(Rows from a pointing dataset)
## begin

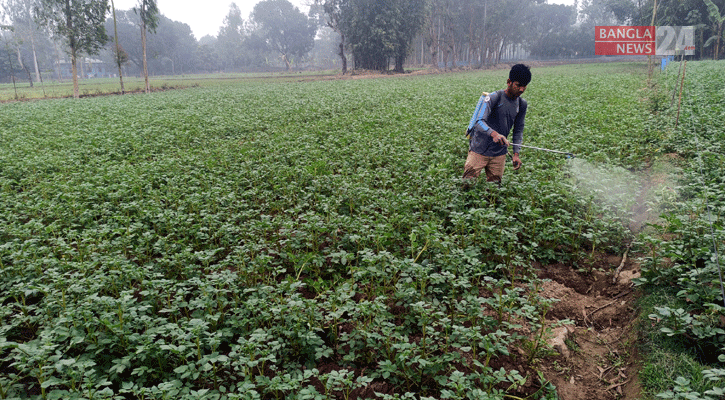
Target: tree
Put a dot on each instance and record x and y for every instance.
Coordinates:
(20, 13)
(231, 38)
(284, 28)
(119, 55)
(334, 11)
(79, 22)
(411, 15)
(148, 11)
(717, 20)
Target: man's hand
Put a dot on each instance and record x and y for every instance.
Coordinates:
(517, 162)
(499, 138)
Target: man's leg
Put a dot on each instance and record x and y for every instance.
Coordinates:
(494, 168)
(475, 163)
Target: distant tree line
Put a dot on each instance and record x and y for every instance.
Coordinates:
(40, 35)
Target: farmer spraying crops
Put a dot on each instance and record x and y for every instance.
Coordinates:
(495, 115)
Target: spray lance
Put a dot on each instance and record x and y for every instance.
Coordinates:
(568, 155)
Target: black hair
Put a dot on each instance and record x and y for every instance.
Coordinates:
(520, 73)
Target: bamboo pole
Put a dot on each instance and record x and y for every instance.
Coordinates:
(679, 101)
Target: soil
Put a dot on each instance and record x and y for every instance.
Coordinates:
(597, 357)
(598, 353)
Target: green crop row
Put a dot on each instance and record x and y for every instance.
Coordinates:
(683, 266)
(296, 240)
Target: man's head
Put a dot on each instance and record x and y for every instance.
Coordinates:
(519, 78)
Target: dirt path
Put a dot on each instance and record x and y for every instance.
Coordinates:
(598, 353)
(599, 357)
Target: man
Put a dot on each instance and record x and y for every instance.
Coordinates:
(496, 114)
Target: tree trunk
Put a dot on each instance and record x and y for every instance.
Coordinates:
(143, 45)
(23, 66)
(74, 71)
(342, 54)
(35, 60)
(399, 64)
(73, 50)
(118, 50)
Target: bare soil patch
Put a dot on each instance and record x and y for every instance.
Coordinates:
(599, 358)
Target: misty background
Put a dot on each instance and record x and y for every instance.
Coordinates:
(277, 35)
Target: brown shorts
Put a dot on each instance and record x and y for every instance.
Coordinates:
(475, 163)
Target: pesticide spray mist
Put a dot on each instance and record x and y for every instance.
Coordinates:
(634, 197)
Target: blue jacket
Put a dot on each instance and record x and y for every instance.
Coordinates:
(496, 112)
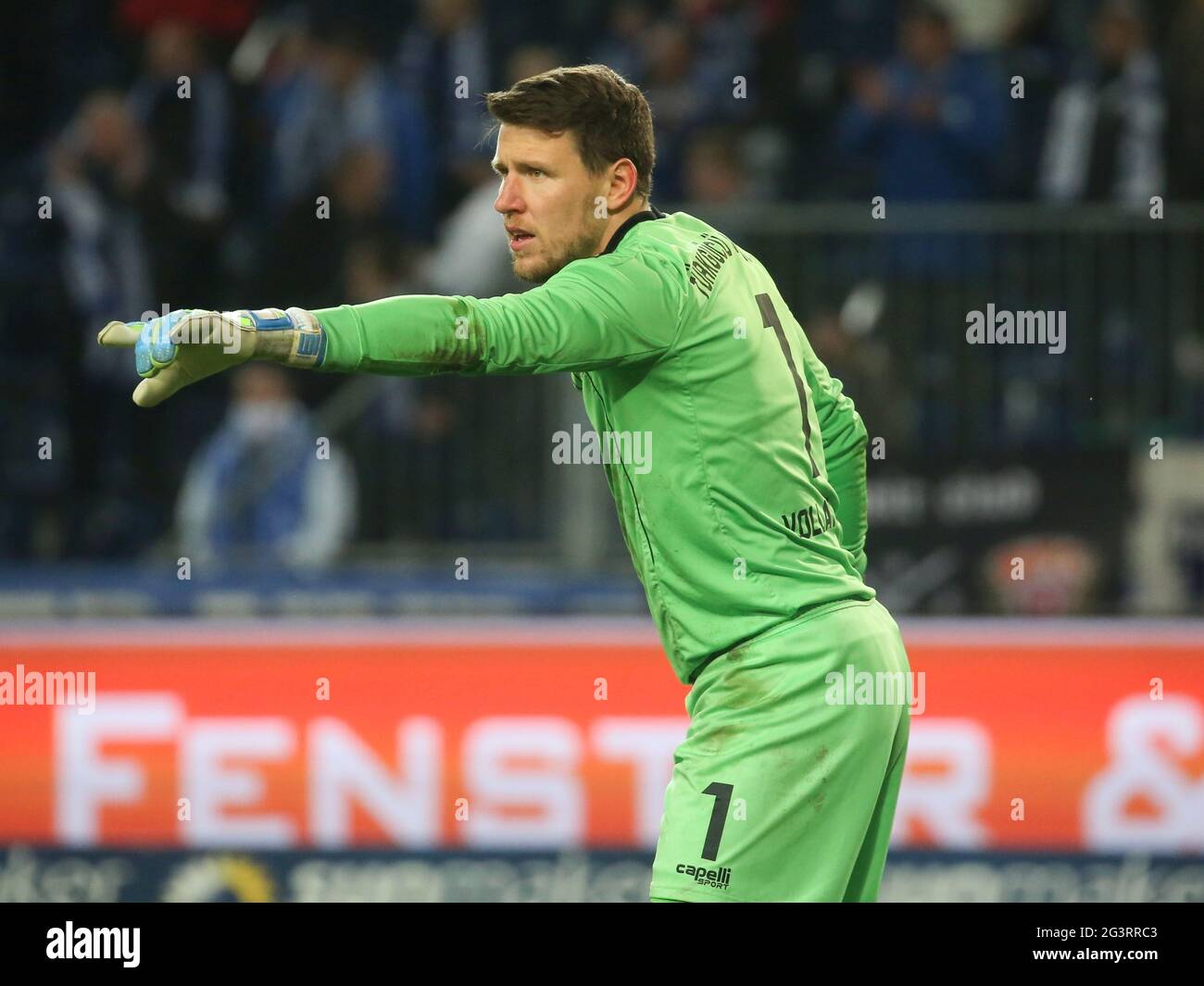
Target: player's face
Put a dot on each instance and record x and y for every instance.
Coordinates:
(546, 200)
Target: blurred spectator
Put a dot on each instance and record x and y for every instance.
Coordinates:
(444, 60)
(302, 257)
(260, 490)
(621, 44)
(99, 171)
(932, 119)
(182, 105)
(714, 171)
(1185, 81)
(345, 100)
(470, 255)
(1106, 133)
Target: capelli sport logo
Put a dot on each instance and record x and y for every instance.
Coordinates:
(719, 878)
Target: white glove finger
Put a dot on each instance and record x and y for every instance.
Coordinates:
(159, 388)
(119, 333)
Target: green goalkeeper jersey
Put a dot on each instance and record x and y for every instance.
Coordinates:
(746, 502)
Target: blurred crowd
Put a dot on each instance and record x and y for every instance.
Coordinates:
(181, 153)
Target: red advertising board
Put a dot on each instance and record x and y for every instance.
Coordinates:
(560, 733)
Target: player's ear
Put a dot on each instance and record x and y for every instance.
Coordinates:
(624, 179)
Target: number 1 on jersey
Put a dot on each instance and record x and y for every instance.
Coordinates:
(771, 320)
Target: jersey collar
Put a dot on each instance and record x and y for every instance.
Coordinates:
(651, 212)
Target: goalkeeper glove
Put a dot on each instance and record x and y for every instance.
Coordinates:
(192, 343)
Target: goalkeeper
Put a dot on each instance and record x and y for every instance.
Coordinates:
(747, 530)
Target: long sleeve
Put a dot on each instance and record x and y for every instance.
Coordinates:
(596, 312)
(844, 440)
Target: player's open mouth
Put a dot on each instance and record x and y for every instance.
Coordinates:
(519, 239)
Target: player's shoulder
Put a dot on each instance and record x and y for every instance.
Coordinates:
(681, 245)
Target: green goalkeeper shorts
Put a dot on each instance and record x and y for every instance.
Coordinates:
(785, 785)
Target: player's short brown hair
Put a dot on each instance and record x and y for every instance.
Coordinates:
(607, 115)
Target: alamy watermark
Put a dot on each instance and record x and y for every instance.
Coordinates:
(999, 328)
(875, 688)
(49, 688)
(631, 448)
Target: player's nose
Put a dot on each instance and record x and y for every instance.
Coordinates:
(508, 200)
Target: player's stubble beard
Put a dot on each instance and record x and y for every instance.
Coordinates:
(584, 243)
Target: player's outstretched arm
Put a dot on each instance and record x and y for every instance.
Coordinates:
(188, 344)
(603, 311)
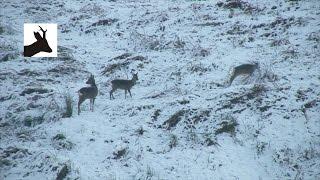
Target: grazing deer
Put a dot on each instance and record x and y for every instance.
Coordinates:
(88, 93)
(244, 69)
(41, 45)
(123, 84)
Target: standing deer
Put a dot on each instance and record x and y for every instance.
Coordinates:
(41, 45)
(244, 69)
(90, 92)
(124, 84)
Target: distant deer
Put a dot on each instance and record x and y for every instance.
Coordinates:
(88, 93)
(244, 69)
(126, 85)
(41, 45)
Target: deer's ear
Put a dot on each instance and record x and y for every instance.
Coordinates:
(37, 35)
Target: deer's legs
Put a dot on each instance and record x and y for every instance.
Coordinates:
(130, 93)
(93, 103)
(90, 107)
(81, 99)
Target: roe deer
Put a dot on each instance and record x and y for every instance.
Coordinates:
(126, 85)
(244, 69)
(88, 93)
(41, 45)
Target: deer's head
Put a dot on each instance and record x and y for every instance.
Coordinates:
(42, 42)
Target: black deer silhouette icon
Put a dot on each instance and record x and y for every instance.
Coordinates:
(41, 45)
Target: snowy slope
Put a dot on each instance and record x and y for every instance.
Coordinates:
(183, 121)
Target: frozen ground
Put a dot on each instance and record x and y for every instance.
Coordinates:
(182, 122)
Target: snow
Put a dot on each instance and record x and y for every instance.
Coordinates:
(278, 131)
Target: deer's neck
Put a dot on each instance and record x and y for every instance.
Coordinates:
(31, 49)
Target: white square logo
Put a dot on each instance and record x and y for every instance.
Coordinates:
(40, 40)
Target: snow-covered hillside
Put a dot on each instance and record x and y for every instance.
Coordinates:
(183, 121)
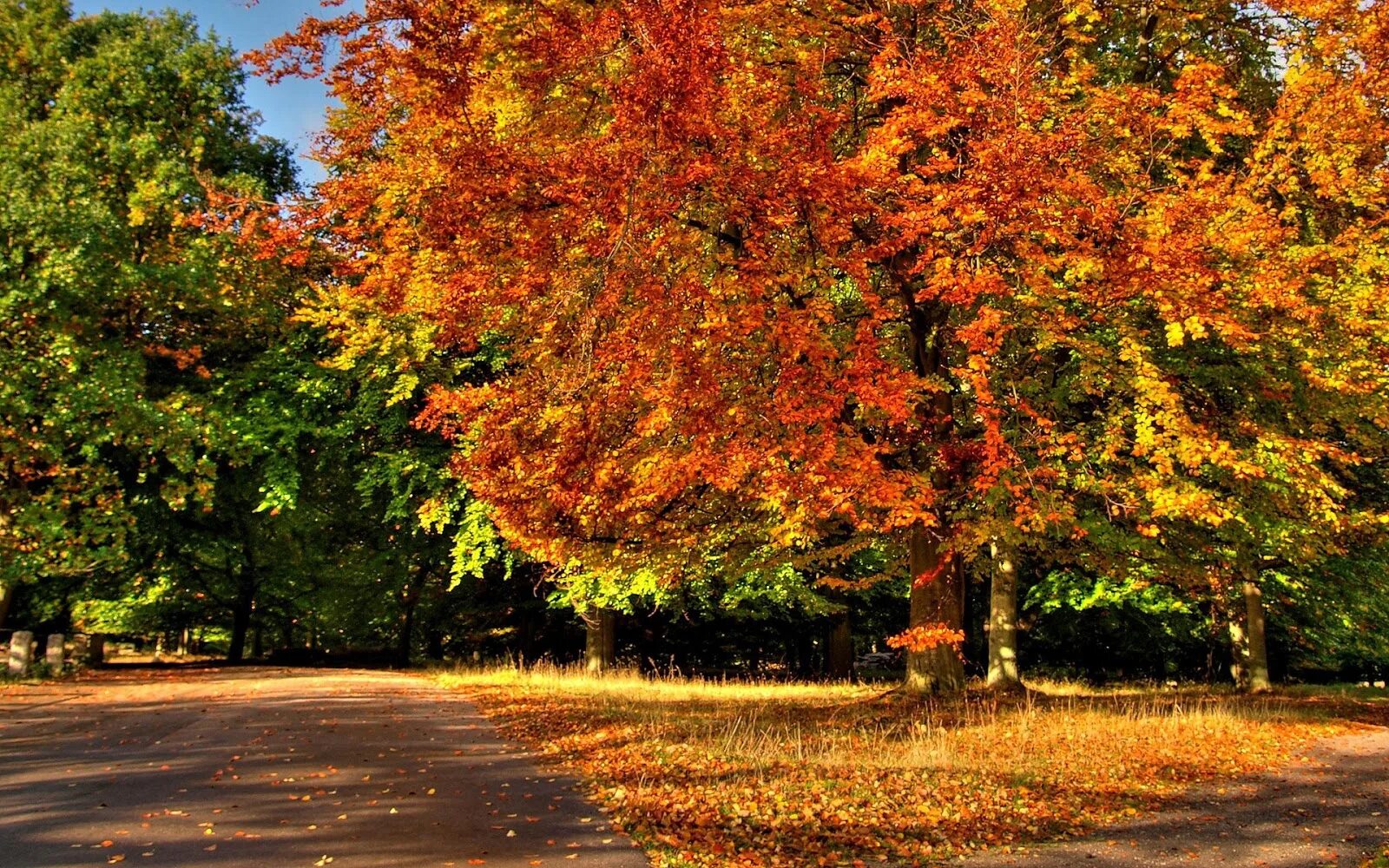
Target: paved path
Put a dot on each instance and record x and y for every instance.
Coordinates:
(1330, 810)
(278, 768)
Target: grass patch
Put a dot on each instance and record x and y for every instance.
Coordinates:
(806, 774)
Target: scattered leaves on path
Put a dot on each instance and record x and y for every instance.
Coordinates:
(795, 775)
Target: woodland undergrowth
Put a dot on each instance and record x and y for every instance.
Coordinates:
(713, 773)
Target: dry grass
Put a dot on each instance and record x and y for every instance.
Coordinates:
(800, 774)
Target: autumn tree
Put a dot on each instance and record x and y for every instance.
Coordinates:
(778, 274)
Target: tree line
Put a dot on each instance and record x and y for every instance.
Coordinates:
(731, 335)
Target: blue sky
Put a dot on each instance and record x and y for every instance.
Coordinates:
(293, 110)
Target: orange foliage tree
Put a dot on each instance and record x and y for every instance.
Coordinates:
(782, 275)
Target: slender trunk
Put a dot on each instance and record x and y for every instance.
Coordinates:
(409, 599)
(1238, 652)
(935, 602)
(407, 628)
(1004, 622)
(839, 657)
(1256, 661)
(601, 645)
(242, 620)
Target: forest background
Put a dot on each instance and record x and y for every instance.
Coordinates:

## end

What you are asked to do ::
Transcribe the material exactly, and leave out whatever pictures it holds.

Task output ::
Target: tree
Put a dot on each instance and record x and y for every instance.
Coordinates:
(20, 13)
(231, 38)
(284, 28)
(119, 55)
(334, 11)
(79, 22)
(411, 15)
(148, 11)
(717, 20)
Target: man's hand
Put a dot on each instance and record x and y for every instance.
Coordinates:
(517, 162)
(499, 138)
Target: man's leg
Put a dot on each instance and record x and y for every instance.
Coordinates:
(494, 168)
(475, 163)
Target: distant tree line
Put a dot on each instance and record x and y for every instance.
Coordinates:
(40, 35)
Target: farmer spraying crops
Put a dot on each instance and record x and y for every instance.
Coordinates:
(495, 115)
Target: spray lance
Put a dot on each instance and record x and y for every instance.
Coordinates:
(568, 155)
Target: black hair
Put a dot on each instance and record x and y for every instance.
Coordinates:
(520, 73)
Target: bamboo pole
Put a dot on each instance and record x and y for every instance.
Coordinates:
(679, 101)
Target: soil
Put a dot on each instance and record x and y for every instance.
Coordinates:
(597, 357)
(598, 353)
Target: green crop row
Put a dot on each instance and record x and y for every instance.
Coordinates:
(683, 266)
(296, 240)
Target: man's head
Put a dot on each instance and record x and y for every instance.
Coordinates:
(519, 78)
Target: dirt path
Put a dot on each instance and record x and y for every instance.
Coordinates:
(598, 353)
(599, 357)
Target: man
Put a dot on each instance and record x and y for every instance.
Coordinates:
(496, 114)
Target: tree trunk
Put a dot on each instance and record x and y for every instance.
Coordinates:
(143, 45)
(23, 66)
(74, 71)
(342, 54)
(35, 60)
(399, 64)
(73, 50)
(118, 50)
Target: bare soil patch
Put a dot on each instance and record x and y for every instance.
Coordinates:
(599, 358)
Target: misty background
Put a dot on each instance and record x and y for every instance.
Coordinates:
(277, 35)
Target: brown shorts
Put a dot on each instance and record x and y for every instance.
Coordinates:
(475, 163)
Target: pesticide spray mist
Put a dot on each instance and record x and y for every instance.
Coordinates:
(634, 197)
Target: blue jacket
Put a dot on each instance and record x and y for every instance.
Coordinates:
(496, 112)
Target: player's face
Put a dot on each instance and record x and y for every instance.
Coordinates:
(546, 200)
Target: blurred spectator
Put a dot on each instance and record x and y for every instance.
Coordinates:
(444, 60)
(302, 257)
(260, 490)
(621, 44)
(99, 171)
(932, 119)
(182, 105)
(714, 171)
(1185, 81)
(345, 100)
(470, 255)
(1106, 133)
Target: capelli sport logo
Put a dot on each instance and record x and y for every instance.
Coordinates:
(719, 878)
Target: white glove finger
Put a dot on each instance and record x and y for every instance.
Coordinates:
(159, 388)
(119, 333)
Target: green goalkeeper jersey
Put a dot on each instance and record x and y for every instance.
Coordinates:
(746, 502)
Target: blurred crowd
Put a dot on each instance and record x and y for every instance.
Coordinates:
(181, 153)
Target: red advertising board
Put a dot on each instance and record x and y for every instance.
Coordinates:
(560, 733)
Target: player's ear
Put a dot on each instance and record x and y for every instance.
Coordinates:
(624, 179)
Target: number 1 on jersey
Put a dot on each instance and record x and y for every instance.
Coordinates:
(771, 320)
Target: jersey collar
Put a dot on each instance and record x and y for every instance.
Coordinates:
(651, 212)
Target: goalkeeper glove
Put a dot on each instance and record x and y for every instance.
Coordinates:
(192, 343)
Target: goalkeeper
Put a dot on each instance and record x and y for every instance.
Coordinates:
(747, 530)
Target: long sleeve
Put a dot on each instance and record x and y for every instance.
Coordinates:
(596, 312)
(844, 440)
Target: player's open mouth
Put a dot on each instance and record x and y for every instance.
Coordinates:
(519, 239)
Target: player's shoulder
Put a dot on each instance and record x and y for every instance.
Coordinates:
(681, 245)
Target: green goalkeeper shorts
Put a dot on each instance and record x and y for every instance.
Coordinates:
(785, 785)
Target: player's short brown hair
Put a dot on each instance and record x and y for every instance.
Coordinates:
(607, 115)
Target: alamy watermark
Put a dot on each instance and record x and y for every instance.
Coordinates:
(999, 328)
(875, 688)
(49, 688)
(631, 448)
Target: player's nose
Put a dot on each instance and record x and y for every instance.
Coordinates:
(508, 200)
Target: player's stubble beard
Put a dot on each instance and record x and y for every instance.
Coordinates:
(584, 243)
Target: player's outstretched arm
Put a dot on each instance and record x and y for every instance.
Coordinates:
(188, 344)
(603, 311)
Target: grazing deer
Put a dot on each instance and record x and y for every instance.
Coordinates:
(88, 93)
(244, 69)
(41, 45)
(123, 84)
Target: standing deer
Put a dot on each instance and record x and y for every instance.
Coordinates:
(41, 45)
(244, 69)
(90, 92)
(124, 84)
Target: distant deer
Put a dot on each instance and record x and y for every instance.
Coordinates:
(88, 93)
(244, 69)
(126, 85)
(41, 45)
Target: deer's ear
Put a dot on each instance and record x and y for every instance.
Coordinates:
(37, 35)
Target: deer's legs
Put a dot on each instance and record x and y for every instance.
Coordinates:
(130, 93)
(93, 103)
(90, 107)
(81, 99)
Target: roe deer
Put a dot on each instance and record x and y for every instance.
Coordinates:
(126, 85)
(244, 69)
(88, 93)
(41, 45)
Target: deer's head
Put a dot on each instance and record x and y for every instance.
Coordinates:
(42, 42)
Target: black deer silhouette icon
Put a dot on each instance and record x and y for every instance.
Coordinates:
(41, 45)
Target: snowy slope
Put a dot on each instance and record x and y for every instance.
Coordinates:
(183, 121)
Target: frozen ground
Put a dot on each instance and record x and y for every instance.
Coordinates:
(182, 122)
Target: snow
Put a dot on each instance and record x and y for every instance.
Coordinates:
(278, 131)
Target: deer's neck
Put a dot on each instance and record x and y for every instance.
Coordinates:
(31, 49)
Target: white square logo
Put a dot on each instance and record x and y for every instance.
Coordinates:
(40, 40)
Target: snow-covered hillside
Put a dot on each instance and record x and y for every instance.
Coordinates:
(183, 121)
Target: paved path
Put a dot on each instance and record x and y for every instance.
Coordinates:
(1330, 810)
(278, 768)
Target: grass patch
Put a dot on each instance and record x and y for every instance.
Coordinates:
(806, 774)
Target: scattered leaves on path
Put a dot on each instance and record x and y for every instance.
Coordinates:
(795, 775)
Target: woodland undergrowth
Put a dot on each instance and record x and y for every instance.
Coordinates:
(713, 773)
Target: dry grass
Put a dot on each instance and record x and y for every instance.
Coordinates:
(800, 774)
Target: autumn tree
Put a dot on each instance and record x and y for every instance.
Coordinates:
(778, 274)
Target: tree line
Put a dot on each instance and record x and y for every instance.
Coordinates:
(731, 335)
Target: blue sky
Put a dot on each instance and record x and y for every instance.
Coordinates:
(293, 110)
Target: orange foliage tree
Put a dot on each instance and record x and y for every instance.
Coordinates:
(782, 275)
Target: slender trunk
Put a dot on each instance and record x and y for every instance.
Coordinates:
(409, 599)
(1238, 652)
(935, 602)
(407, 628)
(1004, 622)
(839, 657)
(1256, 661)
(601, 645)
(242, 620)
Target: forest background
Put a dot on each instance and record x and y for every instance.
Coordinates:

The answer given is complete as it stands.